The rule of integrating of advertising into the contract is founded on the general principle of good faith,4 which is recognised in most European systems, and is part of the common core of the EU legal system.5 Thus, advertising content hetero-integrates the content of contractual regulation—and is therefore enforceable—not by derivation of the presumed or implied intention of the parties, but by the objective requirements of the legal system.6 Agreeing with Hesselink, it can be said that this would be a “concretisation” of good faith.7 Article 69 CESL and art. II.-9:102 DCFR, as well as other equivalents, then concretise the principle of objective good faith. However, if the rule of integration of advertising can be deduced from the general principle of good faith, what is the need to expressly regulate it in law? The reasons are twofold. First, good faith is not expressed as a general principle in all European systems, as in the case of English law.8 In addition, not in all systems it is possible to derive the rule of integration of advertising from the principle of good faith.9 Secondly, according to the current expression of this rule in Community law, the range of application is larger. The integration of the contract by applying the principle of good faith can only be demanded by the contracting party as opposed to his counterparty, while in art. 69 CESL, art. II.-9: 102 DCFR and equivalent provisions, in the event that the advertiser and the professional supplier are not the same subject, the integration may also be required by the consumer face-to-face with the professional supplier who has contracted with him although not being responsible for advertising. In fact, it is not in accordance with good faith to take advantage of misleading advertising or publicity in order to achieve the conclusion of the contract without being responsible for its contents.
+===+
* **Written request**: List every role the passage on advertising and good faith uses to describe a person or business involved in a contract or its advertising. The entries that follow come from a different source than the passage on advertising and good faith.

* **Extracted entries**:
+===+
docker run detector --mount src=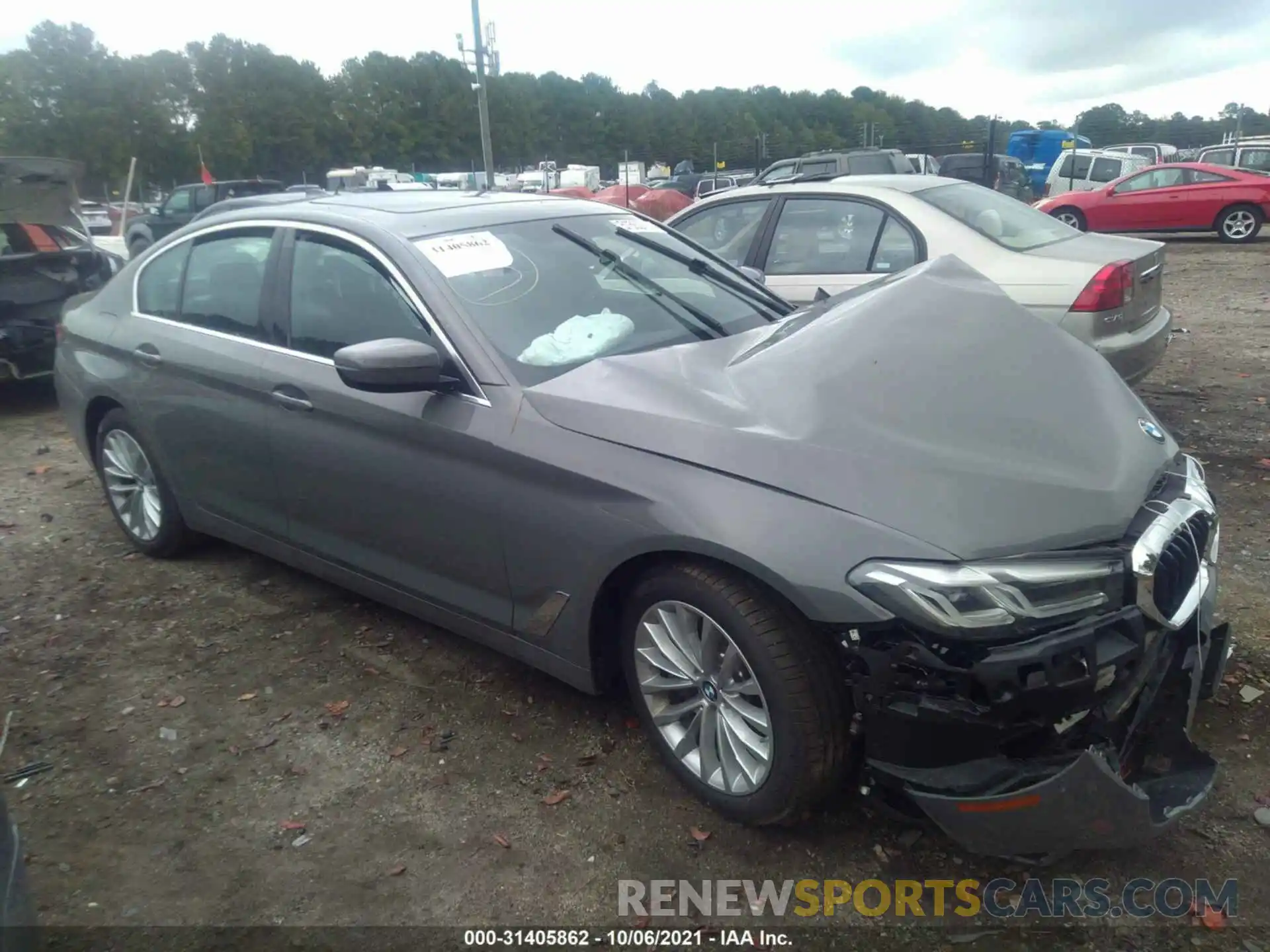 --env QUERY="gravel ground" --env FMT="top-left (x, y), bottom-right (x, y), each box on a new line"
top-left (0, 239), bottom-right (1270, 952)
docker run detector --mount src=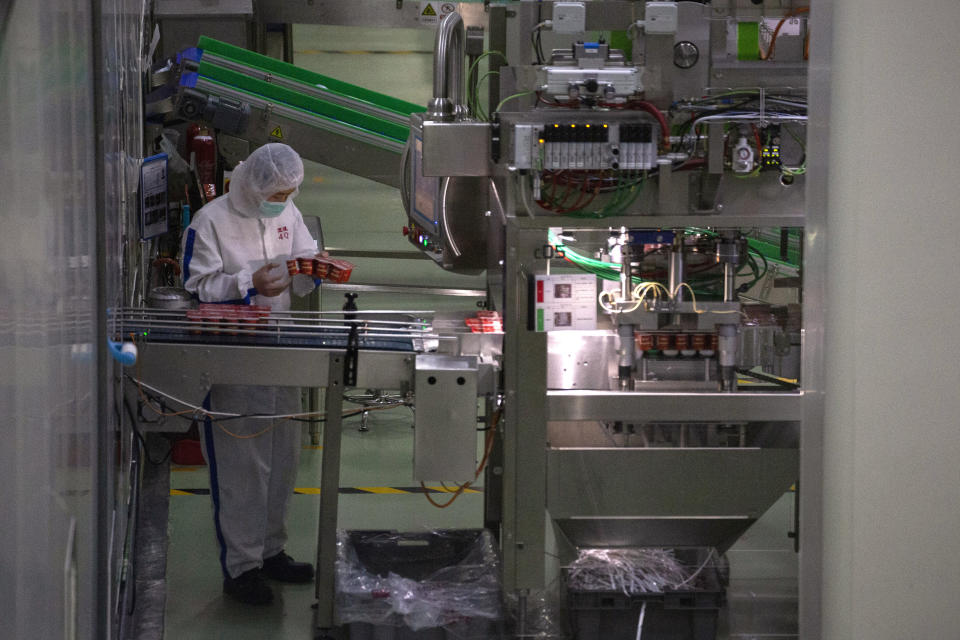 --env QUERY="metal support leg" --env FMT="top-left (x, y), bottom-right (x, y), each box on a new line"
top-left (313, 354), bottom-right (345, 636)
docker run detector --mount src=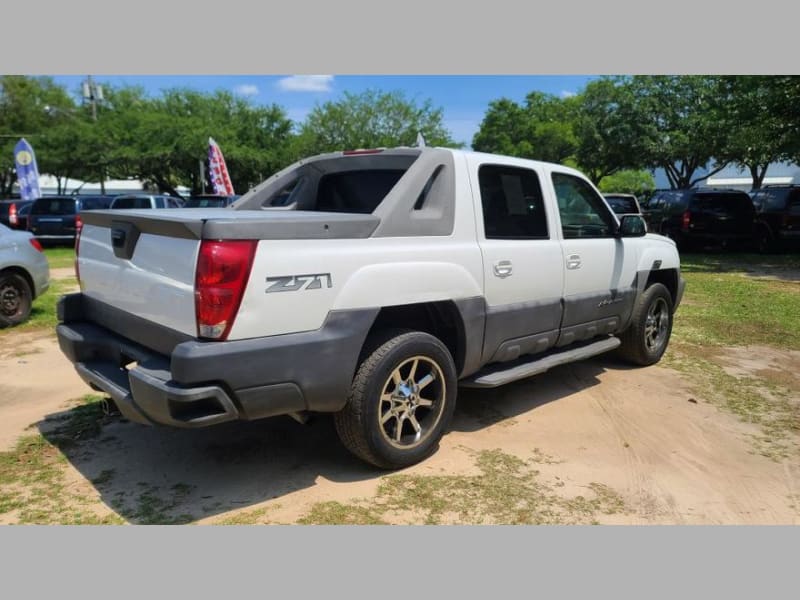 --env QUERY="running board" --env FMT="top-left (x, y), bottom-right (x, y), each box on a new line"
+===+
* **Result for this task**:
- contracting party
- counterparty
- advertiser
- professional supplier
- consumer